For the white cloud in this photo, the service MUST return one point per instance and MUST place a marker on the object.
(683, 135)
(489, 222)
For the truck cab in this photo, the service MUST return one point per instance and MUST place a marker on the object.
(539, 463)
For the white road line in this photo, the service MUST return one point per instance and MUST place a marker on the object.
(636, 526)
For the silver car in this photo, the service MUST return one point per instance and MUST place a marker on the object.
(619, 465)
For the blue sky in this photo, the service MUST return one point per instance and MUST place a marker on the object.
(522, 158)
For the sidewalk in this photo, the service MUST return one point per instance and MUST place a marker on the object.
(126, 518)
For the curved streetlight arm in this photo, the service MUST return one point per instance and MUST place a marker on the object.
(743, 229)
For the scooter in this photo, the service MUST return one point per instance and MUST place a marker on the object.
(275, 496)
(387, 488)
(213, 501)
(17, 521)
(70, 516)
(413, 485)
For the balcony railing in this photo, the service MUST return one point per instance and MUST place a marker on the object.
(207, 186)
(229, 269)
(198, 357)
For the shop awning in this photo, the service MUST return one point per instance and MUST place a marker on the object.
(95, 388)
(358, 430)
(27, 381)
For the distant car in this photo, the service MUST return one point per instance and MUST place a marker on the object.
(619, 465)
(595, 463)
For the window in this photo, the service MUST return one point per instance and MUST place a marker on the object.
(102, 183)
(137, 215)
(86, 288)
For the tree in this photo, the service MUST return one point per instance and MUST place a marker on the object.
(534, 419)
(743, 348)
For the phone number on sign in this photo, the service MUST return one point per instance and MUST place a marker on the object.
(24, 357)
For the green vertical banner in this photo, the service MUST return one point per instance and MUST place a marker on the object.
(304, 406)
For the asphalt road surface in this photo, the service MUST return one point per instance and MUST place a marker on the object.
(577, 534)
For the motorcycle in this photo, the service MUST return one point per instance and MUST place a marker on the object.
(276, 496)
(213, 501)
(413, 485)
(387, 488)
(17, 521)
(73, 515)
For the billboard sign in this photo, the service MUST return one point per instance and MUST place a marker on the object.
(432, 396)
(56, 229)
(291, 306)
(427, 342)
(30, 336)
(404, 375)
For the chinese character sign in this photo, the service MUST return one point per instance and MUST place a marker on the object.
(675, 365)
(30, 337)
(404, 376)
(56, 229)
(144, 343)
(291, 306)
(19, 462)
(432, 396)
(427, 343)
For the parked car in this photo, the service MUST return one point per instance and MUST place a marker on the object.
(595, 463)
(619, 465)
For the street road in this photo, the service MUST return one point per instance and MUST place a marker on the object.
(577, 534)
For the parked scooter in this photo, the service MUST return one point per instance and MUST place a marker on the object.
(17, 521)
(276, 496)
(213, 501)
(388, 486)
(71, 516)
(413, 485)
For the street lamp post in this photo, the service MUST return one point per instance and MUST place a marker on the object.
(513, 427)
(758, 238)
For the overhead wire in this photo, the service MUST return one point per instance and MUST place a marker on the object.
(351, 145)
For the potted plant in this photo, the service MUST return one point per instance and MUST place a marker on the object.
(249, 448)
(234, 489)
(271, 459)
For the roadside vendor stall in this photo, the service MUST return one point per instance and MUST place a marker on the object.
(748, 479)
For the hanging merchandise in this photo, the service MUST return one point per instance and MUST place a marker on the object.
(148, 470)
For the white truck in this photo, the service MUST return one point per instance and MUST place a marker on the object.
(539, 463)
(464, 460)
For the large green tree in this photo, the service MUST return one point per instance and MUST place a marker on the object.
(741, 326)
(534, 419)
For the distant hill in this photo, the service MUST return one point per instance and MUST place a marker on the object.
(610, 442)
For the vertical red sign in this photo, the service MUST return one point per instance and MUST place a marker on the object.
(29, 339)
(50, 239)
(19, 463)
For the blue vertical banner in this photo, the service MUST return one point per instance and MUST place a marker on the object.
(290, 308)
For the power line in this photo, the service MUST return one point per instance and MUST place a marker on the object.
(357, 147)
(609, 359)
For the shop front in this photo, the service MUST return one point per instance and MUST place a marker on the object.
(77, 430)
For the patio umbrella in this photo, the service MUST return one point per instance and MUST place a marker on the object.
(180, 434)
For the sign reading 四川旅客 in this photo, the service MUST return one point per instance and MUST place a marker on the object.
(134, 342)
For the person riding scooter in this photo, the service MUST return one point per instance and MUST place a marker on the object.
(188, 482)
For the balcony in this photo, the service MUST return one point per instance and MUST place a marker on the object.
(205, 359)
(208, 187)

....................

Recast all of the material above as a numbered list, omitting any blank lines.

--- SOLUTION TO THE EXERCISE ---
1. For the white cloud in this photo, the service MUST return one point per instance and MUST place a marker on the object.
2. (683, 135)
3. (489, 222)
4. For the truck cab in this photo, the service MUST return one point per instance and MUST place a marker on the object.
5. (539, 463)
6. For the white road line in this photo, the service MUST return one point per instance and MUST place a marker on the object.
7. (636, 526)
8. For the silver car in this photo, the service MUST return one point per instance and MUST place a marker on the object.
9. (619, 465)
10. For the blue sky in this photo, the service MUST return one point per instance and MUST place a marker on the object.
11. (522, 158)
12. For the sidewalk in this photo, the service MUST return one point per instance and MUST place a marker on the object.
13. (126, 518)
14. For the curved streetlight arm in this photo, the service MUST return one point per instance and MUST place a marker on the object.
15. (743, 229)
16. For the scooter in this photo, the service MUST return one point per instance and MUST place a marker on the object.
17. (275, 496)
18. (387, 488)
19. (213, 501)
20. (17, 521)
21. (70, 516)
22. (413, 485)
23. For the balcony railing in this photo, the service MUST return one point per instance and MUST place a marker on the object.
24. (207, 186)
25. (229, 269)
26. (198, 357)
27. For the shop awning in this photo, the service MUST return one point per instance and MUST place a marker on the object.
28. (95, 388)
29. (358, 430)
30. (27, 381)
31. For the distant car in this photo, the service MUST return one point per instance and MUST place a marker on the object.
32. (619, 465)
33. (595, 463)
34. For the window in this photo, the service MUST return one point per instance and MUST place a marker on the object.
35. (102, 183)
36. (137, 215)
37. (86, 288)
38. For the tree in this photo, the service MUST return one point per instance and MUST place a marker on the object.
39. (534, 419)
40. (743, 348)
41. For the phone number on sign in this photo, the service MUST return one point per instance and MUST place a marker on the object.
42. (24, 357)
43. For the green vertical banner in this photo, the service MUST return one point per instance and MUST place a marker on the object.
44. (304, 406)
45. For the asphalt road surface in this photo, the service MUST return one point per instance and MUST place a marker on the object.
46. (577, 534)
47. For the motorcycle in this photo, the service MUST return one point per instance and MUST place a marker on the object.
48. (276, 496)
49. (213, 501)
50. (413, 485)
51. (387, 488)
52. (17, 521)
53. (73, 515)
54. For the billboard sign in this photo, the service MUST return one point per instance and MUST place a marker on the object.
55. (432, 396)
56. (56, 229)
57. (291, 306)
58. (427, 342)
59. (30, 336)
60. (404, 375)
61. For the chinese character sign in this photo, the service MUST return one point per instance and MUST place a marker on the object.
62. (675, 365)
63. (30, 337)
64. (404, 376)
65. (56, 229)
66. (144, 343)
67. (291, 306)
68. (19, 462)
69. (432, 396)
70. (427, 343)
71. For the parked car in this photo, the service MUST return one point per instance and MUST place a marker on the object.
72. (595, 463)
73. (619, 465)
74. For the street road in this photo, the service MUST return one point per instance and MUST place a marker on the object.
75. (577, 534)
76. For the parked scooter in this photo, the service MUST return one point per instance and MUST place a marker on the object.
77. (17, 521)
78. (276, 496)
79. (213, 501)
80. (388, 486)
81. (71, 516)
82. (413, 485)
83. For the street lamp post in this photo, the service MUST return one point per instance and MUST place a marker on the object.
84. (513, 427)
85. (758, 238)
86. For the overhead wire in this photo, the service MUST return one point per instance and MUST place a marker on the object.
87. (351, 145)
88. For the potted plant in this photo, the service MUST return one point per instance and MUST place a marker on the object.
89. (249, 448)
90. (234, 489)
91. (271, 459)
92. For the roadside vendor stall in this photo, the service MUST return one point per instance and MUST place a marker on the object.
93. (748, 479)
94. For the hanging merchandise in this photo, the service MUST return one point per instance and MUST place a marker on the object.
95. (148, 470)
96. For the white truck in this photo, the service MUST return one point per instance and MUST place a marker on the object.
97. (539, 463)
98. (464, 460)
99. For the large green tree in this photo, the service MUST return one point per instance and MUST place a marker on the object.
100. (741, 326)
101. (534, 419)
102. For the distant hill in this photo, the service MUST return one point per instance and MUST place a marker on the object.
103. (610, 442)
104. For the vertical red sign in this photo, the service MUST return one point per instance and MUST place a marker on the object.
105. (29, 339)
106. (50, 239)
107. (19, 463)
108. For the blue vertical banner in this photo, the service MUST return one point per instance and MUST place a marker on the object.
109. (290, 308)
110. For the power line in this photo, the service MUST return one point per instance and MUST place a marker on the object.
111. (357, 147)
112. (609, 359)
113. For the shop front in this photo, the service MUST return one point per instance and MUST place a marker on the object.
114. (77, 430)
115. For the patio umbrella in this photo, the service MUST return one point per instance and MUST place a marker on the object.
116. (180, 434)
117. For the sign reading 四川旅客 in this photo, the service MUST return one point per instance and MUST place a marker on the object.
118. (134, 342)
119. For the person riding scooter in this photo, the service MUST return one point per instance and MUST place a marker on the object.
120. (188, 482)
121. For the balcony in this photo, the service MUST return one point per instance and MUST place a marker on the object.
122. (205, 359)
123. (208, 187)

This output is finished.